■ EXERCISE AIM
Copy the lines in the entries below verbatim, starting at the line containing "For the evaluation set, locate the kitten's blue" and ending with the line containing "x=480 y=169", including both of those lines.

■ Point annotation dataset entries
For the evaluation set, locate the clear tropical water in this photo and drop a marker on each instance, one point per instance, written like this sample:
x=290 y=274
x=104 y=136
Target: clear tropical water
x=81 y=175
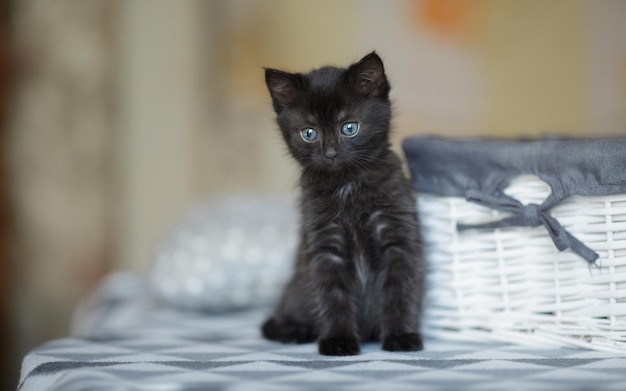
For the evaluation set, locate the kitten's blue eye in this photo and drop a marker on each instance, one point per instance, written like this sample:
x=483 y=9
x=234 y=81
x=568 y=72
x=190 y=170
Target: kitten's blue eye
x=309 y=134
x=350 y=129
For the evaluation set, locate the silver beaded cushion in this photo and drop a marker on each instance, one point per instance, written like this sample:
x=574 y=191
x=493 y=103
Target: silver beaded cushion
x=227 y=255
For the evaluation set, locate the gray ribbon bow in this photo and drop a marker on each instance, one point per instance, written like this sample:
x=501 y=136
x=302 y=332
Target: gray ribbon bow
x=531 y=215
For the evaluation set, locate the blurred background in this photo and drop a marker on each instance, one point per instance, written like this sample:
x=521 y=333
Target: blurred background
x=118 y=115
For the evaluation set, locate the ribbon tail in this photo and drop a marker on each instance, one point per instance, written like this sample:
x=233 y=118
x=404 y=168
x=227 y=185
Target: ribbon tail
x=581 y=249
x=564 y=240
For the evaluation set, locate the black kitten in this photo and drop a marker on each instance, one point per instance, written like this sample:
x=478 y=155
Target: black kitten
x=358 y=275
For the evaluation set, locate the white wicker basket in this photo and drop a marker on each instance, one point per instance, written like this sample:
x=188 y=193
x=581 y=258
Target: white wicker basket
x=525 y=241
x=512 y=284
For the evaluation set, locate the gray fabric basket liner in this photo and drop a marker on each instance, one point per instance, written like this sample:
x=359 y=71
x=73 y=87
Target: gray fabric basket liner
x=480 y=169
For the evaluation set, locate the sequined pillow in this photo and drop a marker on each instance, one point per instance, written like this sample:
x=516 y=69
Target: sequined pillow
x=228 y=255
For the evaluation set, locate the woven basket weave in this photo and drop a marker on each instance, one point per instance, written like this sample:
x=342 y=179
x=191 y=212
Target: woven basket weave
x=512 y=284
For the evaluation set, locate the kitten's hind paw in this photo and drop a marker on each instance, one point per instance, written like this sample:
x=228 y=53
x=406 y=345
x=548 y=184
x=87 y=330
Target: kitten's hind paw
x=339 y=346
x=287 y=331
x=408 y=342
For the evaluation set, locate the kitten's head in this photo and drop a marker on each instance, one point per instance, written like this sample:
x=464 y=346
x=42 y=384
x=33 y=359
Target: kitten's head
x=334 y=118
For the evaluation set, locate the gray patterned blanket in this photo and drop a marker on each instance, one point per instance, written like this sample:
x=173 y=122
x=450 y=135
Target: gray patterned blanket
x=123 y=340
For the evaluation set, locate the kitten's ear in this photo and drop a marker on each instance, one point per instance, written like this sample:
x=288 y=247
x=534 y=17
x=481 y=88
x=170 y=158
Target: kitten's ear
x=367 y=77
x=283 y=88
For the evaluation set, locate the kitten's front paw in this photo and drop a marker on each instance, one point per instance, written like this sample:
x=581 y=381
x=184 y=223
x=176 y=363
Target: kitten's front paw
x=408 y=342
x=339 y=346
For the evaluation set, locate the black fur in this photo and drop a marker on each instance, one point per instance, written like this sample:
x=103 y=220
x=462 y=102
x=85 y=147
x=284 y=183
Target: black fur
x=359 y=274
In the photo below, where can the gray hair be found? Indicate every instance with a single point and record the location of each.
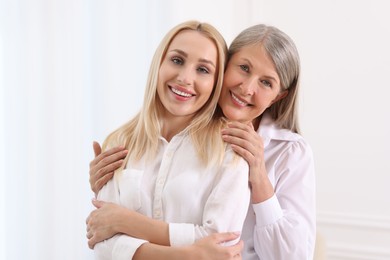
(284, 54)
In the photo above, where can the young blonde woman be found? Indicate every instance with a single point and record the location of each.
(179, 182)
(259, 97)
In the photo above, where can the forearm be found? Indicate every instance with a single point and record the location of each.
(261, 187)
(158, 252)
(137, 225)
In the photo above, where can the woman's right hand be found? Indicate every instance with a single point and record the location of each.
(210, 247)
(103, 166)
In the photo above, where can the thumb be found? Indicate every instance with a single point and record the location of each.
(97, 203)
(227, 236)
(96, 148)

■ FULL SOLUTION
For the evaluation set, locate the kitten's blue eye in this photo and drop a marker on each instance, one point per instance, written like this sample:
x=483 y=9
x=234 y=81
x=568 y=72
x=190 y=170
Target: kitten's blue eye
x=309 y=134
x=350 y=129
For the evaluation set, locate the silver beaded cushion in this photo and drop a marker on each instance, one point per instance, written like this sample:
x=574 y=191
x=493 y=103
Target: silver beaded cushion
x=227 y=255
For the evaluation set, locate the gray ribbon bow in this photo and drop a marker on each instance, one point per instance, written like this sample:
x=501 y=136
x=302 y=332
Target: gray ribbon bow
x=531 y=215
For the evaluation set, locate the blurred background in this photo and drop a marker on each instance, one point per instance, written like this sample:
x=521 y=333
Target: blurred background
x=118 y=115
For the evaluation set, locate the ribbon tail in this photo and drop a marker on each instance, one point per instance, written like this sample:
x=233 y=118
x=404 y=168
x=227 y=185
Target: ribbon tail
x=581 y=249
x=564 y=240
For the evaluation set, locate the black kitten in this photo and drop a marker on each instance, one point per instance, written like this sample:
x=478 y=155
Target: black kitten
x=358 y=275
For the evaluation set, locate the white wicker basket in this photo and drop a marker on each instance, one point per instance, written like this sample:
x=188 y=193
x=581 y=258
Target: white wicker basket
x=525 y=241
x=512 y=284
For the evaluation set, locate the gray fabric basket liner in this photo and drop a marker on each instance, one point per instance, written like this sample:
x=359 y=71
x=73 y=87
Target: gray fabric basket liner
x=480 y=169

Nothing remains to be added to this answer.